DIRECTIVE: Give back the whole listing exactly as shown.

DATA FOR PROCESSING:
※ ※ ※
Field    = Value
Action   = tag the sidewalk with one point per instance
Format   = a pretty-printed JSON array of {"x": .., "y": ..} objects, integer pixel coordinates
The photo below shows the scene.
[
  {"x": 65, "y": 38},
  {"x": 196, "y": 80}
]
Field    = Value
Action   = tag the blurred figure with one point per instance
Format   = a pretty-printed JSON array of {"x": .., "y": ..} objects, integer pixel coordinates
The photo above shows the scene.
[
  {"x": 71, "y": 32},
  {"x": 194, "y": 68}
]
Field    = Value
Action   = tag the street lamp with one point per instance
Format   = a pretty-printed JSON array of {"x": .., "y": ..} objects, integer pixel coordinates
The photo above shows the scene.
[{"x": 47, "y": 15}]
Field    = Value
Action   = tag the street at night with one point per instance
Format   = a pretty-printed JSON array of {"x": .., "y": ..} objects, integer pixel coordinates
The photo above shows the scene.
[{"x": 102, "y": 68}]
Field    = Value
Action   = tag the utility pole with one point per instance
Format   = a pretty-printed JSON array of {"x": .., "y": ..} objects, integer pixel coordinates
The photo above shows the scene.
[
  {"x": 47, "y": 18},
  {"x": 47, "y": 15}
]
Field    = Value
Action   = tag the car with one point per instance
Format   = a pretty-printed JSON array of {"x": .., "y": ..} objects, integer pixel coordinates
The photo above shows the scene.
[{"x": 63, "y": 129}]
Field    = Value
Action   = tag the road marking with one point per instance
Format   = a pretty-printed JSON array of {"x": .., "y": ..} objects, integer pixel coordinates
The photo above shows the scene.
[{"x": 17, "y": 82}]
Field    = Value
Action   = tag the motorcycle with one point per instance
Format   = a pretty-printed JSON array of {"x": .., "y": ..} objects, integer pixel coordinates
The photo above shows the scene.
※ ※ ※
WRITTEN REPLY:
Field    = Value
Action   = tag the sidewalk with one point per instance
Format   = a pretty-printed JSON array of {"x": .., "y": ..} objects, integer pixel coordinates
The photo below shows the scene.
[
  {"x": 65, "y": 38},
  {"x": 196, "y": 80}
]
Field    = Value
Action   = tag the blurred figure with one point per instance
Format   = a pretty-printed JSON array of {"x": .., "y": ..} objects, integer pixel coordinates
The photo above shows the scene.
[
  {"x": 71, "y": 32},
  {"x": 194, "y": 68}
]
Field    = Value
Action   = tag the street lamp with one point per instance
Format   = a pretty-printed JSON array of {"x": .., "y": ..} objects, integer pixel coordinates
The photo above shows the scene.
[{"x": 47, "y": 15}]
Field    = Value
Action   = tag the street at night with one point per instance
Format   = a pretty-printed JSON array of {"x": .., "y": ..} objects, integer pixel coordinates
The photo above shows the scene.
[{"x": 102, "y": 68}]
Field    = Value
Action   = tag the utility pole with one point per instance
Format   = a pretty-printed JSON array of {"x": .., "y": ..} objects, integer pixel coordinates
The photo above shows the scene.
[
  {"x": 47, "y": 18},
  {"x": 47, "y": 15}
]
Field    = Value
Action   = tag the car with one point per instance
Format   = a pretty-printed JSON array of {"x": .., "y": ..} objects, integer pixel coordinates
The photo above shows the scene.
[{"x": 63, "y": 129}]
Field    = Value
Action   = tag the road marking with one point per instance
Format   = a pretty-printed JSON array of {"x": .., "y": ..} objects, integer pixel coordinates
The photo above shows the scene.
[{"x": 17, "y": 82}]
Field    = Value
Action   = tag the motorcycle with one point per instance
Format   = a pretty-printed JSON array of {"x": .., "y": ..} objects, integer pixel coordinates
The photo above shows the scene.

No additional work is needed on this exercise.